Requirements: Reproduce the records below, changing every "one pixel per instance" to "a single pixel for each instance" and leaving everything else unchanged.

Record set:

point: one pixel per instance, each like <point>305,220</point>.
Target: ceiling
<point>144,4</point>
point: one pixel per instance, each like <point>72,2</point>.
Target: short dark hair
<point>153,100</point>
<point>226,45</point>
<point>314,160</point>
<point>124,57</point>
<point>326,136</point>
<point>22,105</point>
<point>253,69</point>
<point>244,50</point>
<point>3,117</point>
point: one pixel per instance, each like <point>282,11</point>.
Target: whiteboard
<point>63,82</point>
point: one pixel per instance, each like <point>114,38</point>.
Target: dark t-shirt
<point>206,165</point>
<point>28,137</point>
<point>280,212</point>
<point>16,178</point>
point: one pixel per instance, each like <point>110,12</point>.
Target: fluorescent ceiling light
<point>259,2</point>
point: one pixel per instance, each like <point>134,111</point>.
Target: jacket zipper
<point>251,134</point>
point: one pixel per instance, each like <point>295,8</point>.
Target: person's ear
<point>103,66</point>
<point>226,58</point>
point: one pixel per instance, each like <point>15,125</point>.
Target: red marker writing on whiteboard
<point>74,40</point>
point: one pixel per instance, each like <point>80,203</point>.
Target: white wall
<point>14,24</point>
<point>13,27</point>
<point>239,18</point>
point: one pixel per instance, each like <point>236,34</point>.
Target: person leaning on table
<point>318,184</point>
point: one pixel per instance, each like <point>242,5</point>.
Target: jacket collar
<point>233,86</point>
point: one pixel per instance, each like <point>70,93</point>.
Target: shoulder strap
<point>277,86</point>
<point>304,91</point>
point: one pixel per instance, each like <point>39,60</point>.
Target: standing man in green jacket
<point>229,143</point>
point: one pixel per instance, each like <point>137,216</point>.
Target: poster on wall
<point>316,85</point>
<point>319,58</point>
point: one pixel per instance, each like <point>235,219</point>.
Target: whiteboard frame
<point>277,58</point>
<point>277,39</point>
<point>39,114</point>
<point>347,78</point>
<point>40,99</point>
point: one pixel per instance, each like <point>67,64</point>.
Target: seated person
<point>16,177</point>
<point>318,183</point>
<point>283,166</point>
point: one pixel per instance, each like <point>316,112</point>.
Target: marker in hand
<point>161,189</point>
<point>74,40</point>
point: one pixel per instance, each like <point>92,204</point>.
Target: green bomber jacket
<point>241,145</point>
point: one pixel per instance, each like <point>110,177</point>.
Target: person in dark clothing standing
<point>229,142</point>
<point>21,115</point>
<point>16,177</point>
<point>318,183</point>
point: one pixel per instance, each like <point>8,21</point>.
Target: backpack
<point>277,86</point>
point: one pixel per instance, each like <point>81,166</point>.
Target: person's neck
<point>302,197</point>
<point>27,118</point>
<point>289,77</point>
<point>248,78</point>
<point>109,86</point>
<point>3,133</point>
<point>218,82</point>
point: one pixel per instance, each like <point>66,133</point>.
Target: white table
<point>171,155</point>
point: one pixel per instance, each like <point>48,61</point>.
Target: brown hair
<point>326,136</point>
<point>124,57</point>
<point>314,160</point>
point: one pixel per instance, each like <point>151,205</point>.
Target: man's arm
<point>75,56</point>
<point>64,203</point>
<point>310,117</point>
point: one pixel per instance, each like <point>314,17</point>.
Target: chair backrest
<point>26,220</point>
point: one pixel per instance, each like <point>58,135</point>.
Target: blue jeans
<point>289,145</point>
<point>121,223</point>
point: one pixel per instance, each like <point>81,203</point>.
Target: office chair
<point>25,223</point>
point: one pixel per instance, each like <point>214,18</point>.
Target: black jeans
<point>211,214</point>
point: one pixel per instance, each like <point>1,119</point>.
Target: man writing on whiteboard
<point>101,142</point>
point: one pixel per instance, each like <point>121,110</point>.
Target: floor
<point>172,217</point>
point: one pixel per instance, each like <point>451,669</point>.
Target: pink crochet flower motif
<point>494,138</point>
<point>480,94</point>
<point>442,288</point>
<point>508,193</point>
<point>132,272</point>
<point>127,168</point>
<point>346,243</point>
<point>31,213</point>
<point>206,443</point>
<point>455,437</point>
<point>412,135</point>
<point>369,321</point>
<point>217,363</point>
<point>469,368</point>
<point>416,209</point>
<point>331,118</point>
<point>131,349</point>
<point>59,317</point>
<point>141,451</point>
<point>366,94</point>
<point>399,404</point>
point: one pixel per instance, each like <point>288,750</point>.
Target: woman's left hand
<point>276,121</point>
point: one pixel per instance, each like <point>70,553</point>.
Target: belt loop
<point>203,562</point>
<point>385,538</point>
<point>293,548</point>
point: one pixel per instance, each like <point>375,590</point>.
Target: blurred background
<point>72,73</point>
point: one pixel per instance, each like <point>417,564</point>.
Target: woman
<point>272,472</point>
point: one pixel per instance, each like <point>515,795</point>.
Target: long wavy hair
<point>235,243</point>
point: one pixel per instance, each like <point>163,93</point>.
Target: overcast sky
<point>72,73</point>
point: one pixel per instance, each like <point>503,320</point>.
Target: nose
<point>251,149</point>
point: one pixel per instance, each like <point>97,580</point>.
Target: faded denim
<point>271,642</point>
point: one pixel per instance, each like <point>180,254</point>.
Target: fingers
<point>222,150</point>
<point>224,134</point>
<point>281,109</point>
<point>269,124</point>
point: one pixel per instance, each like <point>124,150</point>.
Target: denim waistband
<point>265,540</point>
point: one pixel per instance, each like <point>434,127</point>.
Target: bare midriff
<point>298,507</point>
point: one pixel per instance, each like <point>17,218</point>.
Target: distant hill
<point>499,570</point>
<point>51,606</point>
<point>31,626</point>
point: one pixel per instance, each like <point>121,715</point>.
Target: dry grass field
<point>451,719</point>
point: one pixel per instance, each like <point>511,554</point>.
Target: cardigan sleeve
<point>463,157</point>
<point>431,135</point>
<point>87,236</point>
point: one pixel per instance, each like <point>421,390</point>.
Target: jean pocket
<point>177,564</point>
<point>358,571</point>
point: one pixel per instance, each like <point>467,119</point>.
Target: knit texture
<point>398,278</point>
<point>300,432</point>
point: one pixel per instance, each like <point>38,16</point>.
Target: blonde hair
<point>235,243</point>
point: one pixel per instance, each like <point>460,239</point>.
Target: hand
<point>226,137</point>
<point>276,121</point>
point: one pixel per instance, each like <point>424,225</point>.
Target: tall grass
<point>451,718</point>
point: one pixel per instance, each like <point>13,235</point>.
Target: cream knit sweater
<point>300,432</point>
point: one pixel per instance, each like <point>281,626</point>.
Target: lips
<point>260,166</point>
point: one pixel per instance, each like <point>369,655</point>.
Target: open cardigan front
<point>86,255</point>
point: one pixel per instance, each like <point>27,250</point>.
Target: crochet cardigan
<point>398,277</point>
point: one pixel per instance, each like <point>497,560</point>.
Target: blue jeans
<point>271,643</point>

Solution to this problem:
point: a single pixel for each instance, each like <point>305,220</point>.
Target: ceiling
<point>144,4</point>
point: a single pixel for each instance, each like <point>72,2</point>.
Target: short dark hair
<point>153,100</point>
<point>226,45</point>
<point>314,160</point>
<point>124,57</point>
<point>326,136</point>
<point>22,105</point>
<point>253,69</point>
<point>244,50</point>
<point>3,117</point>
point: a single pixel for each instance, each like <point>282,11</point>.
Target: whiteboard
<point>63,82</point>
point: a single pixel for each instance, each like <point>114,38</point>.
Target: dark t-shirt
<point>206,165</point>
<point>28,137</point>
<point>280,212</point>
<point>16,178</point>
point: a single pixel for each instance, each like <point>110,12</point>.
Target: fluorescent ceiling light
<point>259,2</point>
point: a single pixel for each instance, each like <point>134,111</point>.
Target: jacket zipper
<point>251,134</point>
point: a single pixel for each instance, each like <point>295,8</point>.
Target: person's ear
<point>103,66</point>
<point>226,58</point>
point: a single pixel for each instance, each like <point>15,125</point>.
Target: red marker writing on whiteboard
<point>74,40</point>
point: a single pixel for each instance, each like <point>80,203</point>.
Target: white wall
<point>14,24</point>
<point>13,27</point>
<point>239,18</point>
point: a single pixel for each instance, each like <point>236,34</point>.
Target: person leaning on table
<point>318,184</point>
point: a single pixel for each instance, each like <point>242,5</point>.
Target: jacket collar
<point>233,86</point>
point: a single pixel for each instance, each like <point>70,93</point>.
Target: shoulder strap
<point>277,86</point>
<point>304,91</point>
point: a single pixel for each instance, each like <point>39,60</point>.
Target: standing man in green jacket
<point>229,143</point>
point: a single pixel for each instance, each like <point>137,216</point>.
Target: poster on wall
<point>316,85</point>
<point>319,58</point>
point: a single pixel for each instance, each like <point>235,219</point>.
Target: whiteboard frame
<point>277,58</point>
<point>277,39</point>
<point>39,114</point>
<point>347,78</point>
<point>40,99</point>
point: a single pixel for each instance, each like <point>67,64</point>.
Target: seated person
<point>16,177</point>
<point>318,183</point>
<point>283,166</point>
point: a single pixel for each instance, each like <point>316,112</point>.
Target: marker in hand
<point>161,189</point>
<point>74,40</point>
point: a single pixel for each instance, each like <point>92,204</point>.
Target: green bomber jacket
<point>241,145</point>
point: a single pixel for each instance, each like <point>110,177</point>.
Target: person in dark clothing standing
<point>229,142</point>
<point>21,115</point>
<point>16,177</point>
<point>318,183</point>
point: a single pixel for each instance, each like <point>8,21</point>.
Target: backpack
<point>277,86</point>
point: a single pixel for each instance, each like <point>81,166</point>.
Target: person's neck
<point>302,197</point>
<point>27,118</point>
<point>289,77</point>
<point>248,78</point>
<point>109,86</point>
<point>3,133</point>
<point>218,82</point>
point: a single pixel for each instance, each like <point>66,133</point>.
Target: white table
<point>171,155</point>
point: a single pixel for each instance, each like <point>48,61</point>.
Target: brown hair
<point>326,136</point>
<point>124,57</point>
<point>314,160</point>
point: a single pixel for each instance, each like <point>151,205</point>.
Target: man's arm
<point>75,56</point>
<point>64,203</point>
<point>310,117</point>
point: a single pixel for each instance, each like <point>314,17</point>.
Target: chair backrest
<point>26,220</point>
point: a single pixel for each instance, each like <point>58,135</point>.
Target: blue jeans
<point>289,145</point>
<point>121,223</point>
point: a single pixel for each instance, each like <point>81,203</point>.
Target: office chair
<point>25,223</point>
point: a single pixel for each instance, each like <point>214,18</point>.
Target: black jeans
<point>211,214</point>
point: a single pixel for each instance, each like <point>1,119</point>.
Target: man writing on whiteboard
<point>101,142</point>
point: a single pixel for each instance, each like <point>121,110</point>.
Target: floor
<point>172,217</point>
point: a single pixel for each instance, each like <point>451,669</point>.
Target: pink crochet flower motif
<point>494,138</point>
<point>480,94</point>
<point>442,288</point>
<point>508,193</point>
<point>132,272</point>
<point>127,168</point>
<point>346,243</point>
<point>31,213</point>
<point>206,443</point>
<point>455,437</point>
<point>412,135</point>
<point>369,321</point>
<point>217,363</point>
<point>469,368</point>
<point>416,209</point>
<point>331,118</point>
<point>131,349</point>
<point>59,317</point>
<point>141,451</point>
<point>366,94</point>
<point>399,404</point>
point: a single pixel for each instance, each like <point>288,750</point>.
Target: woman's left hand
<point>276,121</point>
point: a single pixel for each instance, each like <point>70,553</point>.
Target: belt loop
<point>203,562</point>
<point>385,538</point>
<point>293,548</point>
point: a single pixel for each instance, each like <point>375,590</point>.
Target: blurred background
<point>72,73</point>
point: a single pixel for each instance, each like <point>417,564</point>.
Target: woman
<point>272,472</point>
point: a single pixel for each instance, each like <point>515,795</point>.
Target: long wavy hair
<point>235,243</point>
point: a single pixel for each instance, each like <point>163,93</point>.
Target: overcast sky
<point>72,73</point>
point: a single pixel for each instance, each like <point>503,320</point>.
Target: nose
<point>251,149</point>
point: a single pixel for each instance, each like <point>97,580</point>.
Target: faded denim
<point>271,642</point>
point: a single pixel for each instance, each like <point>180,254</point>.
Target: fingers
<point>222,150</point>
<point>224,134</point>
<point>281,109</point>
<point>269,124</point>
point: a single pixel for each instance, each like <point>124,150</point>.
Target: denim waistband
<point>265,540</point>
point: a single pixel for each instance, each like <point>434,127</point>.
Target: bare midriff
<point>298,507</point>
point: a single pixel for each instance, each like <point>17,218</point>.
Target: distant hill
<point>499,570</point>
<point>51,606</point>
<point>31,626</point>
point: a single pixel for each instance, each like <point>121,715</point>.
Target: dry grass field
<point>451,719</point>
point: a single pixel for each instance, each like <point>511,554</point>.
Target: cardigan sleeve
<point>463,157</point>
<point>431,135</point>
<point>87,236</point>
point: a single pixel for each instance, each like <point>421,390</point>.
Target: jean pocket
<point>177,564</point>
<point>358,571</point>
point: a single pixel for each instance, each like <point>467,119</point>.
Target: knit texture
<point>398,278</point>
<point>300,432</point>
point: a single pixel for each instance, each like <point>38,16</point>.
Target: blonde hair
<point>235,243</point>
point: a single pixel for each instance, each like <point>460,239</point>.
Target: hand
<point>226,137</point>
<point>276,121</point>
point: a single pixel for each instance, each like <point>424,225</point>.
Target: tall grass
<point>451,718</point>
point: a single pixel for each instance, each like <point>13,235</point>.
Target: cream knit sweater
<point>300,432</point>
point: a single pixel for each instance, each like <point>281,626</point>.
Target: lips
<point>260,166</point>
point: a single pixel for each instance, each like <point>369,655</point>.
Target: open cardigan front
<point>86,255</point>
point: a single pixel for each instance, each like <point>27,250</point>.
Target: crochet cardigan
<point>398,277</point>
point: a single pixel for each instance, each like <point>497,560</point>.
Target: blue jeans
<point>271,643</point>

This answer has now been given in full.